▶ **CHECK YOUR UNDERSTANDING**:
(a) Summarize the essay in two sentences.
(b) Quote the essay word for word, starting with "But there is" and going on through "do no other.".

▶ **EXERCISE TEXT**:
------------------------------------
So the past few weeks have been . . . interesting. I feel like the end of August was like a micro-2020 for the Spiegels. We were just going along like any other fall and “Wham!” out of nowhere came a life-altering event.
If you haven’t heard, on August 24, Jim was unexpectedly fired from his tenured position at Taylor University, after 27 years, countless awards and accolades, not to mention decades of relationships and investment. If you want to know more, you can read any number of articles on what happened. Several news outlets have covered the story, including the New York Post, The College Fix, Religion News Service, Ministry Watch, the Todd Starnes Radio Show, and Taylor’s student newspaper The Echo. All I will say here is that Jim is not guilty of any moral failing and has been given the support of an enormous number of Taylor faculty, staff, students and alum.
While I doubt that many of you have experienced the exact same scenario, I am sure you can relate to the feeling of the rug suddenly being pulled out from underneath you. The one-moment-everything-is-fine-the-next-you-are-falling-teacup-over-kettle feeling that comes with a late night phone call, an unexpected diagnosis, or a disappointing fall from grace.
It seems appropriate that I am writing this on the eve of one of our nation’s collective rug-pullings. Anyone old enough to remember can tell you where they were on September 11, 2001 just like generations before us could tell you where they were on December 7, 1941 (the Pearl Harbor attack) or November 22, 1963 (the JFK assassination). I was making pancakes and my sister called. She thought it was just a small plane, and then news started coming in on the radio (we didn’t have a TV at the time). To this day, when I am listening to the radio and I hear confusion in the background, a jolt of fear runs through my veins.
So I am only a few weeks into processing this major life event, which, as major life events go, I have to say is not my favorite. However, it has already taught me something that perhaps I should have learned years ago: “On Christ the solid rock I stand. All other ground is sinking sand.” Think you have a solid career ahead of you? Maybe. Maybe not. Maybe the company goes under. Maybe you underperform and they let you go. Maybe you post a song on YouTube and they fire you. Think you have a secure retirement? Maybe. Maybe not. Maybe a pandemic breaks out and you get trapped in your assisted living facility for months on end. Maybe you get swindled out of your life savings. Maybe the stock market crashes, taking your dreams of days spent on the golf course with it. Think you have years of health and happiness ahead of you? Maybe. Maybe not. Maybe the test comes back malignant. Maybe the other driver doesn’t see the light turn red. Maybe she decides she doesn’t love you anymore. Our achievements, our possessions, our future plans, hopes and dreams. They are all sinking sand. Nineteen years ago, buildings full of people and all of their hopes and dreams crashed to the ground in a heap of rubble and ash.
But there is a solid rock on which to stand. This rock is sure and unmovable. It will not give way and is the cornerstone on which our faith is built. That doesn’t mean it is comfortable. Or even predictable. It is, however, a rock to which we can cling. It is Christ. He is perfect when I am not. He is sure when I am uncertain. He is steadfast when I am weak. This side of heaven, I can hold fast to Him in times of trouble and use Him as a landmark in times of plenty. On the other side of heaven, He will be the foundation on which my eternity is built. Christ is my ground zero. He is my homeland security. Here I stand. I can do no other.
------------------------------------
▶ **GIVEN INFORMATION**:
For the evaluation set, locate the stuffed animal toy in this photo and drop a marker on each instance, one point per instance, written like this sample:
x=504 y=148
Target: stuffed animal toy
------------------------------------
▶ **EXERCISE RESPONSES**:
(a) The writer describes how Jim was unexpectedly fired on August 24 from his tenured position at Taylor University after 27 years, and likens that sudden upheaval to experiences such as an unexpected diagnosis and to national shocks like September 11, 2001. The writer concludes that achievements, possessions, and future plans are all sinking sand, while Christ is the solid rock on which to stand.

(b)
But there is a solid rock on which to stand. This rock is sure and unmovable. It will not give way and is the cornerstone on which our faith is built. That doesn’t mean it is comfortable. Or even predictable. It is, however, a rock to which we can cling. It is Christ. He is perfect when I am not. He is sure when I am uncertain. He is steadfast when I am weak. This side of heaven, I can hold fast to Him in times of trouble and use Him as a landmark in times of plenty. On the other side of heaven, He will be the foundation on which my eternity is built. Christ is my ground zero. He is my homeland security. Here I stand. I can do no other.